--- Texte fourni ---

Le farineux qui mérite de tenir le premier rang, eſt ſans contredit le froment, ſoit qu’on le conſidère du côté de ſa vertu nutritive, ſoit par rapport à l’excellence de l’aliment qu’on en prépare. Pendant long-temps nous avons vu ceux qui en font le commerce, s’aſſurer préalablement par différentes épreuves, de ſa qualité, ſans faire attention en même-temps que ces épreuves offroient des phénomènes que ne préfentoient pas les autres grains de la même ſamille, ſoumis aux mêmes eſſais ; circonſtance qui auroit du nous conduire plutôt à la connoiſſance du corps particulier d’où il dépendoit.

Je crois en avoir dit ſuffiſamment, pour laiſſer deviner qu’il s’agit ici de la matière glutineuſe, découverte dans le froment par Beccari & dont l’exiſtence avoit été ſoupçonnée par les Marchands de grains & les Boulangers, long temps avant que ce Phyſicien n’en eût donné la démonſtration. Cette découverte, quoique très-importante, fut cependant enſevelie dans l’oubli preſque à ſon origine ; ce n’eſt guère que quinze ans après, que l’attention des Chimiſtes de tous les pays, ſe réveilla au ſujet de cette matière ; qu’elle devint l’objet de pluſieurs thèſes ſoutenues dans différentes Univerſités, & qu’on l’examina par la voie de l’analyſe, dans les Cours de Chimie publics & particuliers.

Eclairé par les travaux de Beccari, de Keſſel-Meyer & de Model, jaloux de marcher ſur les traces de ces ſavans, pour développer de plus en plus la nature & les propriétés des alimens farineux, j’entrepris une ſuite d’expériences pour répandre du jour ſur leurs parties conſtituantes, & je me flatte que les raiſons ſur leſquelles je m’appuie, pour établir que la matière glutineuſe n’eſt point la partie principalement nutritive du froment, ainſi que le prétendoient les Chimiſtes d’après quelques analogies, ont été adoptées, puiſque aucun d’eux, que je fâche, n’a rien objecté juſqu’à préſent de ſolide à ce ſujet.

II eſt vrai que pour diſcuter complètement la queſtion dont il s’agit, j’ai cherché à connoître la place que la matière glutineuſe occupoit dans le froment, ſes effets au grenier, ſous la meule & dans la bluterie ; comment elle elle ſe trouvoit diſſéminée dans les farines, l’eſpèce d’altération qu’elle y occaſionnoit, à quels ſignes on apercevoit qu’elle étoit viciée, ſes fonctions dans le levain & la pâte, les changemens qu’elle éprouvoit lors de ſa cuiſſon au four ; enfin la forme que lui ſaiſoit prendre la préparation de la bouillie & du pain. Toutes ces recherches m’ont paru néceſfaires pour l’entière connoiſſance de cette matière vraiment ſingulière, & je m’eſtimerai très-heureux ſi elles peuvent fournir quelques lumières à ceux qui s’occupent de plus grands objets ; je déclare que c’eſt par ce moyen que je ſuis parvenu à expliquer tous les phénomènes qu’offrent deux Arts de première néceſſité, la Meunerie & la Boulangerie.

--- Lignes fournies ---

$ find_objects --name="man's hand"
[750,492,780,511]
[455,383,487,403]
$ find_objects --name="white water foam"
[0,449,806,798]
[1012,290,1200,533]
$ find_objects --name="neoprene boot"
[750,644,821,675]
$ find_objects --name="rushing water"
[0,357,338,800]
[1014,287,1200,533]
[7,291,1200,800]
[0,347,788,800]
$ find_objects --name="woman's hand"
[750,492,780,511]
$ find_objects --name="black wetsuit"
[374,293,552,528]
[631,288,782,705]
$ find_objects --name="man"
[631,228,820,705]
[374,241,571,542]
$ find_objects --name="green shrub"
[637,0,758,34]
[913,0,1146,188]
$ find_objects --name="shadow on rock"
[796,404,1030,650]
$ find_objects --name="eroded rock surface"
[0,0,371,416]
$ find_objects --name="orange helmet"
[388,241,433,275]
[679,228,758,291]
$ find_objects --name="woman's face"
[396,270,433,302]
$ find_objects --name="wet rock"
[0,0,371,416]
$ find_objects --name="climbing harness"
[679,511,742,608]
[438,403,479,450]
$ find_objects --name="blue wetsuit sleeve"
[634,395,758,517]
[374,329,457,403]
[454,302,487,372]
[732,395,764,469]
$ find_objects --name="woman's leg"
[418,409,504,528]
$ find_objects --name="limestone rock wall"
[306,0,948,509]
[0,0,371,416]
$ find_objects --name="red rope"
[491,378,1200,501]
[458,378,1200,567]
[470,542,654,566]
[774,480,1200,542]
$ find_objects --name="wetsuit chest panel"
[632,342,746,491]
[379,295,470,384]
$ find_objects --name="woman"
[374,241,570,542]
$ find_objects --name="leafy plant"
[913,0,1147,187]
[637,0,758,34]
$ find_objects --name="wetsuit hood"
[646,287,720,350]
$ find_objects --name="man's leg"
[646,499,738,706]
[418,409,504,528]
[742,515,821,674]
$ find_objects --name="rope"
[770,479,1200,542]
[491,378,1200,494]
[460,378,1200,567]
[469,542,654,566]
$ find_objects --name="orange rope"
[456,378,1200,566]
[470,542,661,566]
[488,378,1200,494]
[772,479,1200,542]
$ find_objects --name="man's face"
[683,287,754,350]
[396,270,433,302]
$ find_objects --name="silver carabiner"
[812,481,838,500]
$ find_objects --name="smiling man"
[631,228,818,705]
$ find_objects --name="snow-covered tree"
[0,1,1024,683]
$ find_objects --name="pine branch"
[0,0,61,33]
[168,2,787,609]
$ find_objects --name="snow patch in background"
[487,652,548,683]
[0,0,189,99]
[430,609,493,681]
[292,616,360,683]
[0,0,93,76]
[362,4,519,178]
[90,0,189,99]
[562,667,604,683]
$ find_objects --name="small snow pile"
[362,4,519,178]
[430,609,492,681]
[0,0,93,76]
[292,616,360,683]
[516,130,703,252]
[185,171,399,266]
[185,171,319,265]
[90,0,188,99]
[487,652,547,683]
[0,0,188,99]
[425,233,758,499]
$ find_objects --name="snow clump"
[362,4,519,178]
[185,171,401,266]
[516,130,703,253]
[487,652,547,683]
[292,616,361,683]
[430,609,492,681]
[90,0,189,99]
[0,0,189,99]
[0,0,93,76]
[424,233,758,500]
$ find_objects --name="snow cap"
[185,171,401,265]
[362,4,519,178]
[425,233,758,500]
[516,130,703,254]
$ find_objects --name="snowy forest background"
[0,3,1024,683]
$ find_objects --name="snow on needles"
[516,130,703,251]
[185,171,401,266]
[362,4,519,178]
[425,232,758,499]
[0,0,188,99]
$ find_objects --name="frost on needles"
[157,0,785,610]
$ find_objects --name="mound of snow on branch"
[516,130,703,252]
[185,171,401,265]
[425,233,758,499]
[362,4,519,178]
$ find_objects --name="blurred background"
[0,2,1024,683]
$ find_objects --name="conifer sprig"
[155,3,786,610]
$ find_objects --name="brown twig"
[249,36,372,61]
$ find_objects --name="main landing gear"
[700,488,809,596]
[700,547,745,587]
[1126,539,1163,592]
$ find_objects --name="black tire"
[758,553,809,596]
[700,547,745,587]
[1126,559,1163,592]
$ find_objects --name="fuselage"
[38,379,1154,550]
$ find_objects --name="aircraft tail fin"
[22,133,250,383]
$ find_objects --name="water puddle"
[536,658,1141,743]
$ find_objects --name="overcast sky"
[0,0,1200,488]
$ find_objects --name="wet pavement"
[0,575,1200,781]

---

Exercices »
• 1. Répondez à ces questions d'après le texte sur le froment :
(a) Qui a découvert la matière glutineuse dans le froment ?
(b) Combien de temps après cette découverte l'attention des chimistes s'est-elle réveillée ?
(c) Quels deux arts de première nécessité le texte nomme-t-il à la fin ?
• 2. Recopiez le passage du texte sur le froment qui va de « Le farineux qui » à « d’où il dépendoit. ».

Corrigés »
• 1.
(a) Beccari.
(b) Environ quinze ans après.
(c) La Meunerie et la Boulangerie.

• 2.
Le farineux qui mérite de tenir le premier rang, eſt ſans contredit le froment, ſoit qu’on le conſidère du côté de ſa vertu nutritive, ſoit par rapport à l’excellence de l’aliment qu’on en prépare. Pendant long-temps nous avons vu ceux qui en font le commerce, s’aſſurer préalablement par différentes épreuves, de ſa qualité, ſans faire attention en même-temps que ces épreuves offroient des phénomènes que ne préfentoient pas les autres grains de la même ſamille, ſoumis aux mêmes eſſais ; circonſtance qui auroit du nous conduire plutôt à la connoiſſance du corps particulier d’où il dépendoit.